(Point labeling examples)
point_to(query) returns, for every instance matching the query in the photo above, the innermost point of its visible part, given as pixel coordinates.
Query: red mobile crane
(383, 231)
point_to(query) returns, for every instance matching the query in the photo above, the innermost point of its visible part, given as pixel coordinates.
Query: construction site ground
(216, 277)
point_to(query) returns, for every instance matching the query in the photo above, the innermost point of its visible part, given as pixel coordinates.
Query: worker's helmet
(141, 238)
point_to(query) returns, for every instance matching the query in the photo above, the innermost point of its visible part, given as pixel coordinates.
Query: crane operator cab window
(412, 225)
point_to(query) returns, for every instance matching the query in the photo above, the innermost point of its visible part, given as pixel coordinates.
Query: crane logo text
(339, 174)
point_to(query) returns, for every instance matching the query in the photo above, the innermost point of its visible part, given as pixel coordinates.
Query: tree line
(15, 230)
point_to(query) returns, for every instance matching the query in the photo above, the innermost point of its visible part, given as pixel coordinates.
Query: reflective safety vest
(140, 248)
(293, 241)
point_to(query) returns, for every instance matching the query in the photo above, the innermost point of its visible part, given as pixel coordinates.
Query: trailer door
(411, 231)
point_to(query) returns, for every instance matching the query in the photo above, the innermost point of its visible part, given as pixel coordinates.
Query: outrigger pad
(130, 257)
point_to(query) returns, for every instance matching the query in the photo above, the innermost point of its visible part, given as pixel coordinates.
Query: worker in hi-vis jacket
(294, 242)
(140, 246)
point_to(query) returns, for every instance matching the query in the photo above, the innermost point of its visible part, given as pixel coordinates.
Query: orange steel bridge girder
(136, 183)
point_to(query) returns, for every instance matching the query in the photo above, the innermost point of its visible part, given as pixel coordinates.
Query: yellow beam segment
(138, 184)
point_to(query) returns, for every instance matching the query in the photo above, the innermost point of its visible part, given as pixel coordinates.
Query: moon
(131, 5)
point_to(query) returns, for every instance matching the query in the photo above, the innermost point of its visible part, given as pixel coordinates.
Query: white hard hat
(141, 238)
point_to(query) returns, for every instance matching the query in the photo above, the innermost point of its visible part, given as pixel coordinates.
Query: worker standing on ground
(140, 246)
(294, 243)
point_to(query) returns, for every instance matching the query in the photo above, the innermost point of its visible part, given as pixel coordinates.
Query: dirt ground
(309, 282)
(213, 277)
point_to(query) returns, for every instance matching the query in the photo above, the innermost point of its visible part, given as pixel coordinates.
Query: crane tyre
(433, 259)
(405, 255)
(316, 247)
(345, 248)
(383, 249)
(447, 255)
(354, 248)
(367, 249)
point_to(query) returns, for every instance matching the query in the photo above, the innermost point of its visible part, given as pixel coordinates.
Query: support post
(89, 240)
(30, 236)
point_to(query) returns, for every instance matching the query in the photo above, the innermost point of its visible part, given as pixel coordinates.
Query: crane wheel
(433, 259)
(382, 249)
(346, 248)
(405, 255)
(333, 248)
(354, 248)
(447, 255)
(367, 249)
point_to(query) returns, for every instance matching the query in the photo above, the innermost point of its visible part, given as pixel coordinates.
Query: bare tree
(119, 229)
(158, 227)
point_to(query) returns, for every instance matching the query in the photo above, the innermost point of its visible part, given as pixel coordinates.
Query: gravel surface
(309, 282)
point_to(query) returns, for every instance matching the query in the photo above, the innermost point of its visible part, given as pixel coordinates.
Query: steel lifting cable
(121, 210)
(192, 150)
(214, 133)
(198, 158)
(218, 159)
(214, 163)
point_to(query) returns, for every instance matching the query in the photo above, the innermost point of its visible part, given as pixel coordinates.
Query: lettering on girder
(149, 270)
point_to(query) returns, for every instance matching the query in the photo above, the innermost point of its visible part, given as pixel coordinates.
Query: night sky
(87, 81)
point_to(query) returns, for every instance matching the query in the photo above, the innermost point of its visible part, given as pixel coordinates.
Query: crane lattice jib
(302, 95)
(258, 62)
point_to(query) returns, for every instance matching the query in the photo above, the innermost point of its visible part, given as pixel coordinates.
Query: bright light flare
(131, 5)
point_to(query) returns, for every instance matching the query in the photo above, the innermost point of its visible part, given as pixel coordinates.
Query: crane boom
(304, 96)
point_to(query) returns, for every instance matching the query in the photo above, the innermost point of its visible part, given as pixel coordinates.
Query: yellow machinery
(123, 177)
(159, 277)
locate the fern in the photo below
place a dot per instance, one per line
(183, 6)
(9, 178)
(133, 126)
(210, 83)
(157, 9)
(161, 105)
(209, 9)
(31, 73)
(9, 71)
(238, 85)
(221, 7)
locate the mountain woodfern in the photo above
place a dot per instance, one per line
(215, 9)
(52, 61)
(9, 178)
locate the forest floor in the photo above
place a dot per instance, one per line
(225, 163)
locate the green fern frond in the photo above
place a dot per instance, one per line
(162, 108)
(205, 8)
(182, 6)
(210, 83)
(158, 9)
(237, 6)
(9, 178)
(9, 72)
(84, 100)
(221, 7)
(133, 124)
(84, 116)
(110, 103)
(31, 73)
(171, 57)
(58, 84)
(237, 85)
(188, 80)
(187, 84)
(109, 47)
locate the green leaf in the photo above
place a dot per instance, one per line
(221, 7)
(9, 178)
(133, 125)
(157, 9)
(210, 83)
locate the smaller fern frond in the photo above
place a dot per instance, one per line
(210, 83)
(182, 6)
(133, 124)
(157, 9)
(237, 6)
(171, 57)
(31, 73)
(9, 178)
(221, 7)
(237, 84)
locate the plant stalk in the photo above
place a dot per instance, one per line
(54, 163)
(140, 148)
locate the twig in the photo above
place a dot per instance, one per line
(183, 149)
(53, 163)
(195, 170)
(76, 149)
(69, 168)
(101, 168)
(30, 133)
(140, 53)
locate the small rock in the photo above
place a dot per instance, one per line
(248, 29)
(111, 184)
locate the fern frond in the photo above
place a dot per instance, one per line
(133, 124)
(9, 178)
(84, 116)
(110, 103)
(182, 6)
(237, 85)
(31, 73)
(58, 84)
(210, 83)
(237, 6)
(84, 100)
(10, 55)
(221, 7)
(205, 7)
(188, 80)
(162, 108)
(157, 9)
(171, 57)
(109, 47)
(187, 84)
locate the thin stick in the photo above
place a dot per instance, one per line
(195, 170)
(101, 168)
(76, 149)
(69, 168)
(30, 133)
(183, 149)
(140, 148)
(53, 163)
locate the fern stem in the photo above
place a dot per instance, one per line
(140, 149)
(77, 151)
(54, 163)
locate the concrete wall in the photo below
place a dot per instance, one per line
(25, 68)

• **Written task**:
Each line of the listing above should be output exactly.

• **Exercise response**:
point_to(query) returns, for every instance matching the query in the photo above, the innermost point of its visible part, given as pixel coordinates.
Query: red mobile crane
(383, 231)
point_to(query) returns, for every instance matching the query in the photo above, the innermost point of its visible part, given as pixel coordinates.
Query: construction site ground
(216, 277)
point_to(query) returns, for every instance matching the query in the photo above, the innermost point of its visible part, given as pixel coordinates.
Query: worker's helmet
(141, 238)
point_to(query) returns, for every instance matching the query in the photo above, the innermost point of its visible part, given as pixel coordinates.
Query: crane operator cab window
(412, 225)
point_to(query) returns, for every instance matching the query in the photo above, the innermost point of its visible part, given as pixel coordinates.
Query: crane logo text
(339, 174)
point_to(query) returns, for every instance matching the query in the photo above, the innermost point of its visible part, given as pixel coordinates.
Query: tree line
(15, 230)
point_to(query) returns, for every instance matching the query in the photo above, the innermost point of its visible part, given as pixel coordinates.
Query: reflective safety vest
(140, 248)
(293, 241)
point_to(query) returns, for every instance matching the query in the photo above, the innermost point of its visible part, given as pixel coordinates.
Query: trailer door
(411, 231)
point_to(query) returns, for every instance matching the query in the photo above, the innermost point of its visible part, given as pixel coordinates.
Query: outrigger pad
(130, 257)
point_to(query) returns, for every instance matching the query in the photo above, the innermost point of its visible part, given as pixel coordinates.
Query: worker in hi-vis jacket
(294, 242)
(140, 246)
point_to(query) returns, for every instance matching the query in the photo above, the innermost point of its visible part, given as pixel coordinates.
Query: orange steel bridge girder
(136, 183)
point_to(query) returns, for every instance matching the query in the photo above, the innermost point of its visible part, given as pixel coordinates.
Query: yellow beam segment
(138, 184)
point_to(query) returns, for every instance matching the query in the photo above, the innermost point of its visible part, given as pixel coordinates.
Query: moon
(131, 5)
point_to(query) returns, for every instance matching the query in the photo above, the innermost point of its visible part, given as pixel coordinates.
Query: white hard hat
(141, 238)
point_to(query) returns, for every instance matching the query in the photo above, the innermost point of its visible part, given as pixel coordinates.
Query: worker standing on ground
(140, 246)
(294, 243)
point_to(query) returns, for every instance matching the query in the photo above, the innermost point of its visible part, given as pixel coordinates.
Query: dirt ground
(309, 282)
(213, 277)
point_to(query) returns, for every instance matching the query in the photo above, the innermost point of its visible part, given as pixel coordinates.
Query: crane tyre
(433, 259)
(405, 255)
(316, 247)
(345, 248)
(383, 249)
(447, 255)
(354, 248)
(367, 249)
point_to(query) returns, for every instance matching the query in the photo above, the innermost point of its visible part, given as pixel coordinates.
Query: support post
(89, 240)
(30, 236)
point_to(query) returns, for every instance matching the query in the photo above, the innermost point of its visible part, given as pixel coordinates.
Query: crane wheel
(433, 259)
(382, 249)
(346, 248)
(405, 255)
(333, 248)
(354, 248)
(447, 255)
(367, 249)
point_to(query) returns, for every instance matching the query in the photo above, the innermost point of its visible part, given as pixel coordinates.
Query: bare tree
(119, 229)
(158, 227)
point_to(query) returns, for every instance matching the query in the photo above, the innermost point of its visible part, given as pixel coordinates.
Query: gravel surface
(309, 282)
point_to(query) returns, for every instance matching the query in the photo above, the innermost point of its visible part, given as pixel coordinates.
Query: steel lifting cable
(121, 210)
(192, 150)
(214, 133)
(198, 158)
(218, 159)
(214, 163)
point_to(query) returns, for every instance matching the query in the photo above, the innermost point of its visible part, given as pixel coordinates.
Query: lettering on girder
(149, 270)
point_to(query) returns, for every instance matching the query in the photo above, the innermost point of its visible part, given as pixel coordinates.
Query: night sky
(87, 81)
point_to(query) returns, for every instance matching the query in the photo above, the innermost point of its visible part, given as pixel coordinates.
Query: crane lattice jib
(302, 95)
(258, 62)
point_to(query) returns, for every instance matching the query in the photo above, the innermost point of its visible part, given as pixel coordinates.
Query: bright light flare
(131, 5)
point_to(query) returns, for every instance matching the query in the photo above, the innermost point of its visible part, given as pixel coordinates.
Query: crane boom
(304, 96)
point_to(query) returns, for every instance matching the query in the photo above, the innermost point of its visible part, given as pixel coordinates.
Query: yellow machinery
(123, 177)
(159, 277)
locate the fern in the photo below
place a dot per instance, one per line
(183, 6)
(9, 178)
(133, 126)
(210, 83)
(157, 9)
(161, 105)
(209, 9)
(31, 73)
(9, 71)
(238, 85)
(221, 7)
locate the mountain woodfern in the photo above
place a dot per instance, one per line
(215, 9)
(52, 61)
(9, 178)
locate the forest floor in the photo above
place a dot per instance, one per line
(225, 163)
locate the green fern frond in the photo above
place a dot per instance, one per line
(162, 108)
(205, 8)
(182, 6)
(210, 83)
(158, 9)
(237, 6)
(9, 178)
(9, 72)
(84, 100)
(221, 7)
(133, 124)
(84, 116)
(110, 103)
(31, 73)
(171, 57)
(58, 84)
(237, 85)
(188, 80)
(187, 84)
(109, 47)
locate the green leaf in the photo above
place a dot per instance, one per line
(221, 7)
(9, 178)
(133, 125)
(157, 9)
(210, 83)
locate the smaller fern frond in the photo above
place a dot per instance, one per line
(210, 83)
(182, 6)
(133, 124)
(157, 9)
(237, 6)
(171, 57)
(31, 73)
(9, 178)
(221, 7)
(237, 84)
locate the plant stalk in the photo above
place a dot per instance, one per line
(54, 163)
(140, 148)
locate the twig in the photo above
place a dot per instance, one per line
(183, 149)
(53, 163)
(195, 170)
(76, 149)
(69, 168)
(101, 168)
(30, 133)
(140, 53)
locate the small rock in the photo above
place a dot per instance, one per line
(248, 29)
(111, 184)
locate the fern frond in the photo above
place a dot per instance, one per line
(133, 124)
(9, 178)
(84, 116)
(110, 103)
(182, 6)
(237, 85)
(31, 73)
(58, 84)
(210, 83)
(237, 6)
(84, 100)
(10, 55)
(221, 7)
(205, 7)
(188, 80)
(162, 108)
(157, 9)
(171, 57)
(109, 47)
(187, 84)
locate the thin stick in the photo above
place a dot per instance, one per line
(195, 170)
(101, 168)
(76, 149)
(69, 168)
(30, 133)
(183, 149)
(140, 148)
(53, 163)
locate the fern stem in the photo above
place a dot per instance, one per line
(140, 149)
(77, 151)
(54, 163)
locate the concrete wall in the photo below
place a dot per instance, one per line
(25, 68)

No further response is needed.